■ ITEMS
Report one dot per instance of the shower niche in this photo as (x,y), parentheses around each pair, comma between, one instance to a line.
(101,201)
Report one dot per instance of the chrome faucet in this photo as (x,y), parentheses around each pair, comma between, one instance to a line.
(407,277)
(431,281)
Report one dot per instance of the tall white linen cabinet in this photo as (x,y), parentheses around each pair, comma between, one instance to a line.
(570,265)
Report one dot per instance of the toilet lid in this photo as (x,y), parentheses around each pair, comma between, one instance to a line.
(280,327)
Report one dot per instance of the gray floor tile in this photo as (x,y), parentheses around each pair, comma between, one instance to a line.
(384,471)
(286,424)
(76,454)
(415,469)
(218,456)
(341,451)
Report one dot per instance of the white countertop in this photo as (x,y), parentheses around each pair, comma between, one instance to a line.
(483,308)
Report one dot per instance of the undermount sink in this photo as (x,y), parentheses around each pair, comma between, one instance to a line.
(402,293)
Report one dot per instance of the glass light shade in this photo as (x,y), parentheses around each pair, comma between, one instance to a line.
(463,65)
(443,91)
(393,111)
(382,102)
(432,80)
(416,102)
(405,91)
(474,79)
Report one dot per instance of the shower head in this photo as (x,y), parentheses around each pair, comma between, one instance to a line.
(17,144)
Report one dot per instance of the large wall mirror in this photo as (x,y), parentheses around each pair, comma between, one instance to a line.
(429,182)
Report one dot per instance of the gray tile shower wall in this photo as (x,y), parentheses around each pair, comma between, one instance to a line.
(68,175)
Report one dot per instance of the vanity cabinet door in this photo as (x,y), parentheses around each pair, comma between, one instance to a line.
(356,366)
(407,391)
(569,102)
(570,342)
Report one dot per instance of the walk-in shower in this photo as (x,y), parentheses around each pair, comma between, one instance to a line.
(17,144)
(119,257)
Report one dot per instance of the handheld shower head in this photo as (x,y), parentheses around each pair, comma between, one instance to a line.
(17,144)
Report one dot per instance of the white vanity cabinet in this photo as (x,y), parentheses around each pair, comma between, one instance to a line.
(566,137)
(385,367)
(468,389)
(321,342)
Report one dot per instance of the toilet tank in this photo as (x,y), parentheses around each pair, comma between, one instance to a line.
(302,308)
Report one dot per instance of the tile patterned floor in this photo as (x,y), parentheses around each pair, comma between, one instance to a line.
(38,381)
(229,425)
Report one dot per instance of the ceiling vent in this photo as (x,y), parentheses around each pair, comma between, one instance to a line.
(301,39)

■ PROBLEM DESCRIPTION
Return each line of the data exactly as written above.

■ COMPLETE RESPONSE
Report one dot per instance of the shower niche in this photo as (x,y), parentheses around each pair, comma between, one instance to a line.
(101,201)
Report one dot per instance of the chrome faucet in this photo as (x,y), parentheses around each pair, comma between, one instance to a line.
(407,277)
(431,281)
Report one dot per instance of the tall white linen cabinet in this photo as (x,y), parentheses around each pair, comma between, one instance to a line.
(570,265)
Report one dot per instance of the toilet lid in this photo as (x,y), parentheses around each pair, comma between, one instance to a line.
(280,327)
Report one dot per instance of the gray floor tile in this photo as (x,y), parentheses around each pair, comma between, one instance to a line.
(384,471)
(286,424)
(76,454)
(415,469)
(218,456)
(341,451)
Report one dot per instance of the white countertop in this photo as (x,y), parentheses around each pair, comma between, one instance to a line.
(483,308)
Report one dot per instance of the undermount sink in this photo as (x,y), parentheses around each pair, comma between, one instance to a line.
(402,293)
Report one dot per instance of the glass light shade in this photo as (x,y), parentheses around each pair, comma between, one instance to a line.
(463,65)
(443,91)
(393,111)
(382,102)
(432,80)
(416,102)
(405,91)
(474,79)
Report one dot per instance of the shower head in this photo as (x,y), parentheses around each pair, comma between, one instance to a line.
(17,144)
Report one dot per instance of the large wall mirror in this photo as (x,y), parentheses around each pair, comma between, one instance to a line.
(429,182)
Report one dot per instance of the gray tile shower wall in this photo as (x,y), parentheses around each pair, comma between, one instance to a line.
(68,175)
Report one dot per instance of the vanity cabinet door in this photo as (x,y), parentheses around each pair, comma between, one instance to a line.
(356,366)
(407,391)
(569,102)
(570,342)
Report one dot per instance of the walk-in shower in this photo as (x,y), parentheses around each pair, comma between, one instance to a line.
(17,144)
(119,257)
Report one dot per instance of the handheld shower head in this photo as (x,y), parentheses around each pair, comma between, one instance to a line.
(17,144)
Report one dot per instance of the white vanity cabinet in this photo as (x,y), parentheses around each pair, comma between, one instance to a line.
(566,137)
(385,367)
(468,389)
(321,342)
Report one dot per instance of the toilet tank in this photo as (x,y), parentheses around each pair, comma between, one instance to a line.
(302,308)
Report one dot per instance of the tile patterned floor in this photo as (x,y), parentheses around each pair, comma between, one instance to a line.
(38,381)
(229,425)
Report one dot per instance of the ceiling vent in this photo as (x,y), parentheses around each pair, comma between, one instance to a line.
(301,39)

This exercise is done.